- REQUIRED ACTION -
Every entry below should be written out again exactly.

- DATASET -
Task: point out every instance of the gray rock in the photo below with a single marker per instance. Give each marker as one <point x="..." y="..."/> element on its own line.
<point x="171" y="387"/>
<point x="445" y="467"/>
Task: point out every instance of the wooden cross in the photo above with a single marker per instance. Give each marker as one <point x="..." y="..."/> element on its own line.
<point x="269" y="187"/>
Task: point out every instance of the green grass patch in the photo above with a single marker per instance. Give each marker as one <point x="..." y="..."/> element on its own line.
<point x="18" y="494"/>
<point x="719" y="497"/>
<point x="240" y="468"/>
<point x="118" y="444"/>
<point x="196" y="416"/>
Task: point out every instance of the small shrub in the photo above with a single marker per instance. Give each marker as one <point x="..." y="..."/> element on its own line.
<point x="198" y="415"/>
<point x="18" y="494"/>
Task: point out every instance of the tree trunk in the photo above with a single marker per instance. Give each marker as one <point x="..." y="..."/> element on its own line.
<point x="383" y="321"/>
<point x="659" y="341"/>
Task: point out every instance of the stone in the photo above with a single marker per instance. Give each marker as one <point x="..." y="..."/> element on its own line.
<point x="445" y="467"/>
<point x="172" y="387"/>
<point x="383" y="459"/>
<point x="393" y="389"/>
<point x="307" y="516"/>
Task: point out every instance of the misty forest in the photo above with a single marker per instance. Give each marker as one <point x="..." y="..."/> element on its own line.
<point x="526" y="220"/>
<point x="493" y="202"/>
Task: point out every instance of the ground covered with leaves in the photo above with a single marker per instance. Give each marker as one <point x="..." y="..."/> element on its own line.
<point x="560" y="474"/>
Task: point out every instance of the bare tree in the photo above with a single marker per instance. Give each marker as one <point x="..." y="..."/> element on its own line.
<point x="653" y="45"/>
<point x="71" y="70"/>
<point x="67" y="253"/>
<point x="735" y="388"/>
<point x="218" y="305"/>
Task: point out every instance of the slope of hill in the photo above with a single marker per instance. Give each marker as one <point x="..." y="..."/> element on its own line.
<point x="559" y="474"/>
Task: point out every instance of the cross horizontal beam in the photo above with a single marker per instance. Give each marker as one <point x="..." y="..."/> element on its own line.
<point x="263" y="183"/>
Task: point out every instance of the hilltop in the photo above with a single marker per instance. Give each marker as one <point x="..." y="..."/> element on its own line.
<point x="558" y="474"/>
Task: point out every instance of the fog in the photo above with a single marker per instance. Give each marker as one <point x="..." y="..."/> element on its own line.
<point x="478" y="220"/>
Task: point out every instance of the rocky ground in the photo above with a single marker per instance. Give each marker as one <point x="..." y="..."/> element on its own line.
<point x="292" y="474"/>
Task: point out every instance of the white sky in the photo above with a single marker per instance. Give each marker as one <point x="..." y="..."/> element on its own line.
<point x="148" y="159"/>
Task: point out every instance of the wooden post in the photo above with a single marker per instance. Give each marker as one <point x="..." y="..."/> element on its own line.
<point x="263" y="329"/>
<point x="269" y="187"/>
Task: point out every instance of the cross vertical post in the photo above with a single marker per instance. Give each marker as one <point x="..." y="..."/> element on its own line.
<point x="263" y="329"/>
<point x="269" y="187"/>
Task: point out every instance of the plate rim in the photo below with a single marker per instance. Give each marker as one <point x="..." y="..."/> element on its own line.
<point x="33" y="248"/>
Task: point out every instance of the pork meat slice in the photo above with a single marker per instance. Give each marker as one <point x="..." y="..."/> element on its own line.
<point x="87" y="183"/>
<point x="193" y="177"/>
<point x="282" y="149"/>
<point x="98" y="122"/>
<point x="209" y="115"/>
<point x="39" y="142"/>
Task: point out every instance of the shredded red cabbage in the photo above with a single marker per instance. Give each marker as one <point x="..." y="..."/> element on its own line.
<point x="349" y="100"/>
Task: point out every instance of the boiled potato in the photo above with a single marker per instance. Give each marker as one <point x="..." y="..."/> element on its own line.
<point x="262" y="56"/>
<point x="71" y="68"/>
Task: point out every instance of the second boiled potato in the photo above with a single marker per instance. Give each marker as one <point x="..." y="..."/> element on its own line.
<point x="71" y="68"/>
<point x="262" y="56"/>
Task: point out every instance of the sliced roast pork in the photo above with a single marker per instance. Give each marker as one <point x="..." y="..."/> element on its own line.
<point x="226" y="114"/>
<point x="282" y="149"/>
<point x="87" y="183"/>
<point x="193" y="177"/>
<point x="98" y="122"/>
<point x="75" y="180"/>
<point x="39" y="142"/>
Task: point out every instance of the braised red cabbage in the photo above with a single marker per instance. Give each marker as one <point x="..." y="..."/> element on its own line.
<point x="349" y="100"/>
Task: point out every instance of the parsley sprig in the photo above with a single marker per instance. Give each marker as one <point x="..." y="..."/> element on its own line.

- COMPLETED EXERCISE -
Task: point out every instance of the gray rock in the photo below with a single marker per instance. Give each marker as one <point x="..." y="..."/> element on its own line.
<point x="171" y="387"/>
<point x="445" y="467"/>
Task: point out every instance of the wooden cross in the photo above with a single marker per instance. Give each marker as one <point x="..." y="..."/> element on its own line.
<point x="269" y="187"/>
Task: point out every instance of the green grass patch in the photo above with a single marker per instance. Give each marker as one <point x="..." y="..."/> element on its own line.
<point x="18" y="494"/>
<point x="719" y="497"/>
<point x="240" y="468"/>
<point x="118" y="444"/>
<point x="196" y="416"/>
Task: point out every instance of the small shrub in the photo above with a single marker per instance. Give each marker as one <point x="..." y="..."/> element on its own line.
<point x="198" y="415"/>
<point x="18" y="494"/>
Task: point out every instance of the tree trunk in the photo above with a single marker per instance. Give each marker as one <point x="..." y="..."/> element on its own line.
<point x="383" y="321"/>
<point x="659" y="341"/>
Task: point out every instance of the stone in the photo above with a single marker per instance. Give each marker as one <point x="..." y="..."/> element on its own line.
<point x="445" y="467"/>
<point x="172" y="387"/>
<point x="383" y="459"/>
<point x="393" y="389"/>
<point x="307" y="516"/>
Task: point out every instance of the misty forest in the photo above with a single marker per instance. Give each marker as one <point x="..." y="..."/> element on its own line.
<point x="526" y="220"/>
<point x="493" y="202"/>
Task: point out every instance of the ground covered with leaves in the photo above with a single marker per instance. Give each marker as one <point x="..." y="..."/> element on its own line.
<point x="560" y="474"/>
Task: point out every instance of the bare tree in the photo above with a single marker per instance. Give each marker as one <point x="..." y="..."/> element on its own line.
<point x="653" y="45"/>
<point x="71" y="70"/>
<point x="67" y="253"/>
<point x="735" y="388"/>
<point x="218" y="305"/>
Task: point out every instance of the slope of hill in the photo above with a single marker per instance. Give each marker as one <point x="..." y="..."/> element on its own line.
<point x="559" y="474"/>
Task: point out every instance of the cross horizontal beam in the photo above with a single marker per instance. Give each marker as one <point x="..." y="..."/> element on its own line.
<point x="263" y="183"/>
Task: point out every instance of the hilltop in the photo above with a single marker per instance. Give each marker as one <point x="..." y="..."/> element on its own line.
<point x="558" y="474"/>
Task: point out every instance of the fog in the photo above with a single marker per instance. Give each marker as one <point x="..." y="..."/> element on its own line.
<point x="478" y="220"/>
Task: point out every instance of the rocky ground in the photo above with a single marker per instance. Give each marker as one <point x="..." y="..."/> element on its own line.
<point x="292" y="474"/>
Task: point out every instance of the white sky in the photo above with a single marker per instance. Give each marker as one <point x="..." y="..."/> element on its own line.
<point x="148" y="159"/>
Task: point out every instance of the wooden post in the photo above with a single marker per instance. Give each marker as one <point x="..." y="..."/> element on its own line.
<point x="263" y="329"/>
<point x="269" y="187"/>
Task: point out every instance of the cross vertical post in the photo above with a single marker per instance. Give each marker as one <point x="..." y="..."/> element on its own line.
<point x="263" y="329"/>
<point x="269" y="187"/>
Task: point out every instance of the plate rim in the photo below with a single marker per instance. Give each marker as one <point x="..." y="..."/> element on its own line.
<point x="33" y="248"/>
Task: point out every instance of the pork meat slice in the photo above with a single marker per instance. Give each marker as one <point x="..." y="..."/> element on its own line.
<point x="87" y="183"/>
<point x="193" y="177"/>
<point x="282" y="149"/>
<point x="98" y="122"/>
<point x="209" y="115"/>
<point x="39" y="142"/>
Task: point out every instance of the shredded red cabbage in the photo above with a single marker per instance. Give each marker as one <point x="..." y="..."/> element on its own line.
<point x="349" y="100"/>
Task: point out every instance of the boiled potato in the photo above with a single marker per instance. Give each marker as one <point x="..." y="..."/> element on its own line.
<point x="262" y="56"/>
<point x="71" y="68"/>
Task: point out every instance of the second boiled potato in the photo above with a single marker per instance. Give each marker as one <point x="..." y="..."/> element on its own line.
<point x="71" y="68"/>
<point x="262" y="56"/>
Task: point out every instance of the sliced roast pork in the photo above with a single marker per instance. Give each marker as one <point x="..." y="..."/> element on its own line.
<point x="226" y="114"/>
<point x="282" y="149"/>
<point x="87" y="183"/>
<point x="193" y="177"/>
<point x="98" y="122"/>
<point x="75" y="180"/>
<point x="39" y="142"/>
Task: point out every instance of the braised red cabbage in the photo above with a single marker per instance. Give each marker as one <point x="..." y="..."/> element on its own line.
<point x="349" y="100"/>
Task: point out every instance of the parsley sprig in the photo above with a single marker per instance. Give each marker as one <point x="..." y="..."/> element on its own line.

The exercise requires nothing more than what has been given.